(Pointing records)
※
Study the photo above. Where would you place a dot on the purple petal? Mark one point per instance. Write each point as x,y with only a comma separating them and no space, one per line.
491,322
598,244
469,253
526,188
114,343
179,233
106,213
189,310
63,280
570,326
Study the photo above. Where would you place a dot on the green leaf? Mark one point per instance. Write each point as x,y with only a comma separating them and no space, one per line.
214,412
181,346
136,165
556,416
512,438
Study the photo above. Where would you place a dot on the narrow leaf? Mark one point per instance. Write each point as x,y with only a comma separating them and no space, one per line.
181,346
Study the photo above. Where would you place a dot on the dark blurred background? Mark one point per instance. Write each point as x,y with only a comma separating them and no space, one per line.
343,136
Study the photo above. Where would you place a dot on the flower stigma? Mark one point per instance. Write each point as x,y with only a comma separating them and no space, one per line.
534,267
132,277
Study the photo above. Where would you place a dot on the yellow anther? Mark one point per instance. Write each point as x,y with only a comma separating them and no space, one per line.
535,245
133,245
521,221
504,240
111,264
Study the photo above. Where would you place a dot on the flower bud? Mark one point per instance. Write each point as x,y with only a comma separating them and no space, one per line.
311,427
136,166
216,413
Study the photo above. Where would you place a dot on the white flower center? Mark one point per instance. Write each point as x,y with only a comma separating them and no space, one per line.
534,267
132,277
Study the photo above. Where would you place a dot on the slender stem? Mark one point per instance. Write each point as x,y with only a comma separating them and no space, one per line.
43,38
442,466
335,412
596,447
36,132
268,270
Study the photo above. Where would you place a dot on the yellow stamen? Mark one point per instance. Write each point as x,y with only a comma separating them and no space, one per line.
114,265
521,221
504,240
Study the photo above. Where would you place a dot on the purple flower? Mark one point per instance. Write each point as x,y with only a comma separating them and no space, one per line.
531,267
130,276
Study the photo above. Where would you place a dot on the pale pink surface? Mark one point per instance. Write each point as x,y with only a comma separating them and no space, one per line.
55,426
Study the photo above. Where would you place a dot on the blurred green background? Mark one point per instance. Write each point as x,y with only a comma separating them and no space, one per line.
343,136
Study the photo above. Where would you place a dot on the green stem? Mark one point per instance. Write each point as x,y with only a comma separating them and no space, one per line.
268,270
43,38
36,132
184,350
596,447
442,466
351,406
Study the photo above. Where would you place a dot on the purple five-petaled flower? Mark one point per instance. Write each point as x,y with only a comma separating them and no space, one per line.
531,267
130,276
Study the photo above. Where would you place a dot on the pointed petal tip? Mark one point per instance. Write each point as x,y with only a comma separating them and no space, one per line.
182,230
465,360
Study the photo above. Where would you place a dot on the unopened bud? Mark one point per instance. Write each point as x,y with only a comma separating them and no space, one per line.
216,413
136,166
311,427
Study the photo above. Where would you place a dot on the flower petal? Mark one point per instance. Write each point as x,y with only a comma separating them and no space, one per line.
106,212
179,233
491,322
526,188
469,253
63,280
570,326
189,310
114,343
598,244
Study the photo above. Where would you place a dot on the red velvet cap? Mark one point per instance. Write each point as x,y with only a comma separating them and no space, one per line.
※
• **WHAT IS REQUIRED**: Return exactly the lines from the one containing "the green stem?" to the last line of the data, and nothing more.

• **ANSWER BELOW**:
Study the photo above. Where would you place a dot on the green stem? Mark one point per instance. Write each point as x,y with only a comma separating them and no space, one per line.
268,270
43,38
36,132
184,350
596,447
442,466
351,406
Study the photo above. Where would you place a dot on the purple five-petaled flower? Mark one point per instance. Write each point as x,y with only a comma separating them and no space, one per line.
531,267
130,276
Study the photo above. Where would you place a dot on the pointed petal tip? Mark one point per instance. Write each point as x,y with only a comma separating them and no space, one per line.
182,230
465,360
Study the photo above. Where would you place a dot on the unopened bud? Mark one point per instance. Write each point as x,y with only a comma separating them and no space, one per line.
216,413
136,166
311,427
Study the photo above. Where would you place a dot on the flower petal? Mark one point per instance. Write each point as x,y with only a comma separating them and no space, one per line.
106,212
179,233
491,322
526,188
469,253
63,280
570,326
189,310
114,343
598,244
Study the photo above. Where would you place a dot on the red velvet cap? Mark one point per instance. Write each point as x,y with only a comma separating them and no space, one per line.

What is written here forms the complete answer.